■ WRITTEN EXERCISE ■
Copy out, word for word, the portion of the records that runs from their beginning through the line containing "[[119, 59], [97, 64], [158, 85]]", inclusive, and leave the pictures out of the copy.

Start ITEMS

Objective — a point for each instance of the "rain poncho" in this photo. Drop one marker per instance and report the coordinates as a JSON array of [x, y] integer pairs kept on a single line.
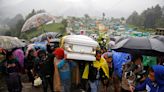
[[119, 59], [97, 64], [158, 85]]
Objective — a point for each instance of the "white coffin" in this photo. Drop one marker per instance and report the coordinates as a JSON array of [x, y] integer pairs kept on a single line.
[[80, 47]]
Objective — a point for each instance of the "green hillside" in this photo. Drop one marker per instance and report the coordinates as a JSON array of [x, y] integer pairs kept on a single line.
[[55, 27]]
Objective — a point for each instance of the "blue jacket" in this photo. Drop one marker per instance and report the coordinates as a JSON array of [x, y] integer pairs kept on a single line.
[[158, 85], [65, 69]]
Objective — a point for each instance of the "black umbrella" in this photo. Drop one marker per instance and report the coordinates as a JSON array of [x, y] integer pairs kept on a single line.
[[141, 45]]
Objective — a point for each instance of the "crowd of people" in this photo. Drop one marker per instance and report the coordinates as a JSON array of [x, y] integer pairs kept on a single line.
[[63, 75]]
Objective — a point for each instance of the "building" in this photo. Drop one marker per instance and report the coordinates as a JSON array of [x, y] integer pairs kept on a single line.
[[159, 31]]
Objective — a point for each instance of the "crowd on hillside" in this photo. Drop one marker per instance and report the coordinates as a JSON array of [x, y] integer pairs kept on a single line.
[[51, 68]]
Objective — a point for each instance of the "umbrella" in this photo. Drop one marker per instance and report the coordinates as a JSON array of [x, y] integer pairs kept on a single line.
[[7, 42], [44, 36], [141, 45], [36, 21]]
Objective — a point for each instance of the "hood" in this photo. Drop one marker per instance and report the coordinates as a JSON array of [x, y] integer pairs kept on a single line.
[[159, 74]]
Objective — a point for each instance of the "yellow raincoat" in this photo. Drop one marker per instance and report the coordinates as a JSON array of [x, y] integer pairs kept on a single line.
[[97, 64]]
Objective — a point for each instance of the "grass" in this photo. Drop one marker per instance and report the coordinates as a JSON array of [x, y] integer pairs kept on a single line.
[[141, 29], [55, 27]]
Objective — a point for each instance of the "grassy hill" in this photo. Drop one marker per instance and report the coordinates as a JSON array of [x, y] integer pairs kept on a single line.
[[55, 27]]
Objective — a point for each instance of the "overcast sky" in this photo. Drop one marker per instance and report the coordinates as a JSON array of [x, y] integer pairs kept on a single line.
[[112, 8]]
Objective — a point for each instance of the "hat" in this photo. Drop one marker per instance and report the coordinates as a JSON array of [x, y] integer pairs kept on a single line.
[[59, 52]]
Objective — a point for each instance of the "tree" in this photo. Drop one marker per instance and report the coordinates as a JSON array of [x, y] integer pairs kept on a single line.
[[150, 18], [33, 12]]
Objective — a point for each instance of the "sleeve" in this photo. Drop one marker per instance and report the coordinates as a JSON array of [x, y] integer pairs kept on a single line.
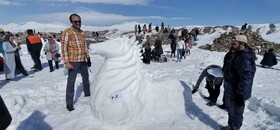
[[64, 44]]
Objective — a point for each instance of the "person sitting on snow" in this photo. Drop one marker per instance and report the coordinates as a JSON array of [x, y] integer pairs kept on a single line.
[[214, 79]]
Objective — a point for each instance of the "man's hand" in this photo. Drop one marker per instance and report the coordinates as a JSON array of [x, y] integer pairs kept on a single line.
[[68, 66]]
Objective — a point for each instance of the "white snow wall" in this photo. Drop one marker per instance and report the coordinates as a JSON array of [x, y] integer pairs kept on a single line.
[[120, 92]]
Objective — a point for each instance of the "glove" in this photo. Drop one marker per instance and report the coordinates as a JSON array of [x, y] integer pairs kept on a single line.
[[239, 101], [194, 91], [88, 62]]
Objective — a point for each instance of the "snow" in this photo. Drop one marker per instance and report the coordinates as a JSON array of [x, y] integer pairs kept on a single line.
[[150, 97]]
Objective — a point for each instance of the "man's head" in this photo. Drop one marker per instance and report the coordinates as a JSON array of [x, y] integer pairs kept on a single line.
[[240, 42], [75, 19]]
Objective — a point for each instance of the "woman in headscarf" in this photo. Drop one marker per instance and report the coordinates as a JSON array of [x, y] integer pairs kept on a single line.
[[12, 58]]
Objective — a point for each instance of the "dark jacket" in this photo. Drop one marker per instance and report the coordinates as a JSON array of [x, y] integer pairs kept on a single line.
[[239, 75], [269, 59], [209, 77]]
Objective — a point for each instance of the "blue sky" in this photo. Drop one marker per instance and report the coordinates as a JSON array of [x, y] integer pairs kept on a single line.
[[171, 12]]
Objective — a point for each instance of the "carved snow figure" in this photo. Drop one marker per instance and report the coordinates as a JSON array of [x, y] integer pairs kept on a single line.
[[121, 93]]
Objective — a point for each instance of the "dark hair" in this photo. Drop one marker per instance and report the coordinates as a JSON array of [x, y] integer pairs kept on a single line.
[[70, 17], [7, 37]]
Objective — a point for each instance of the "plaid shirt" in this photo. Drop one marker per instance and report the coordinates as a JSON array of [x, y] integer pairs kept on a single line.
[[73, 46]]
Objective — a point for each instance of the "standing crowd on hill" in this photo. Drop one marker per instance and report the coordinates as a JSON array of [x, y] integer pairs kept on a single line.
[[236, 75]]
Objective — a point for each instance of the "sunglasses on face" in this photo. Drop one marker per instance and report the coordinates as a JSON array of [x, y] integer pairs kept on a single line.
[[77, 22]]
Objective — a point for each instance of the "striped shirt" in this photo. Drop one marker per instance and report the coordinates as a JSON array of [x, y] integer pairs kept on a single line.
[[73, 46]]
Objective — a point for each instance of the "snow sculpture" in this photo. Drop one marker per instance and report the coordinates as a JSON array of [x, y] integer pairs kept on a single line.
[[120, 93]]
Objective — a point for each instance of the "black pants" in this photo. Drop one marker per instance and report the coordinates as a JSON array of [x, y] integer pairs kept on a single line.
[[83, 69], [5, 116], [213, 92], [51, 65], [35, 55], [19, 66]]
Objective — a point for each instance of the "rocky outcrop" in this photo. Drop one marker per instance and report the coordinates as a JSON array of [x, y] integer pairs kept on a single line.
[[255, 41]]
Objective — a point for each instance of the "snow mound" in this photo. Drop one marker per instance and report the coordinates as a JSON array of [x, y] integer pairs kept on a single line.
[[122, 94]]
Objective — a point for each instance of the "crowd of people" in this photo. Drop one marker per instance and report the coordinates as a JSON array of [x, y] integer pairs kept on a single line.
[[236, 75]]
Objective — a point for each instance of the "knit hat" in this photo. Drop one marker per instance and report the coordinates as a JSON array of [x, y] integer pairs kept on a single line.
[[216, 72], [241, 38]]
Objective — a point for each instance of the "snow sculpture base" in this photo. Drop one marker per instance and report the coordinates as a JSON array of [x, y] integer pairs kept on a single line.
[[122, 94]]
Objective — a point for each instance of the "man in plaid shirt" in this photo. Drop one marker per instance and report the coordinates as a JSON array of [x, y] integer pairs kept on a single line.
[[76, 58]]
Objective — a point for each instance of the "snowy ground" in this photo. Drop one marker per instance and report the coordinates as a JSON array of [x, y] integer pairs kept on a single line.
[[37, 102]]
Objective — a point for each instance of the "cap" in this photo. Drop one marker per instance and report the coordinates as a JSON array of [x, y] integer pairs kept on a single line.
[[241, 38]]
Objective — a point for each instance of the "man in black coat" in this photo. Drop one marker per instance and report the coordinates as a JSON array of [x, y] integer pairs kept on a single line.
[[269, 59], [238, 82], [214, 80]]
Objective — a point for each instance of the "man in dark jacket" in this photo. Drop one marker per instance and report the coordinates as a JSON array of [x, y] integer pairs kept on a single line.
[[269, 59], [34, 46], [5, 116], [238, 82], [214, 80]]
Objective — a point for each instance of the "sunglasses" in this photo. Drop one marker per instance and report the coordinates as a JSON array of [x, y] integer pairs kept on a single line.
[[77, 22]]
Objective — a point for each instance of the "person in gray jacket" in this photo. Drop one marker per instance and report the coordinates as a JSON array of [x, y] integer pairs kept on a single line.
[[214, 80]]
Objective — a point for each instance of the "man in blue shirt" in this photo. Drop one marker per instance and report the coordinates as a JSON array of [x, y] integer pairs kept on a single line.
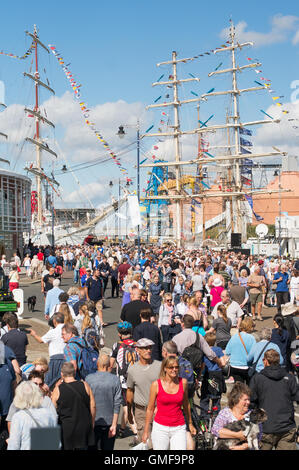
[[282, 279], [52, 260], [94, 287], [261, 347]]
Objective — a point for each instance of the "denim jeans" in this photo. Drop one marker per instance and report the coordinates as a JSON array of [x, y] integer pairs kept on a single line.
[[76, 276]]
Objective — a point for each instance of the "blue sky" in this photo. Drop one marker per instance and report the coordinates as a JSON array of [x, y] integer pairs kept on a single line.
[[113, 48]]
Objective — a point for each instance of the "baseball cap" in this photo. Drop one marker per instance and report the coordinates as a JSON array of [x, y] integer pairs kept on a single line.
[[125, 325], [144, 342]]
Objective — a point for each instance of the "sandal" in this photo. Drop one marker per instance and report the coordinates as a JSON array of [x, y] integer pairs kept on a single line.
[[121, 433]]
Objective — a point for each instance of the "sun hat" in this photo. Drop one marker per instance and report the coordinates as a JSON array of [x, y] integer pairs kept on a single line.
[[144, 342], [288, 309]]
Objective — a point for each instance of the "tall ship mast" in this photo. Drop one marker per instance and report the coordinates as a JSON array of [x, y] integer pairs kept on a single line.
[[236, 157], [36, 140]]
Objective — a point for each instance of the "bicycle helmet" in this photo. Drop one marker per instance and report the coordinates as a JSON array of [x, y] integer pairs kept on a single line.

End ITEMS

■ OUTPUT FOR THIS TASK ■
Objective — a point for each instance of the "rain poncho" in this photo. Drop one marker per instance and report the coordinates as a JSON array of [x, y] integer pairs kept on a single line.
[[119, 59], [97, 64], [158, 85]]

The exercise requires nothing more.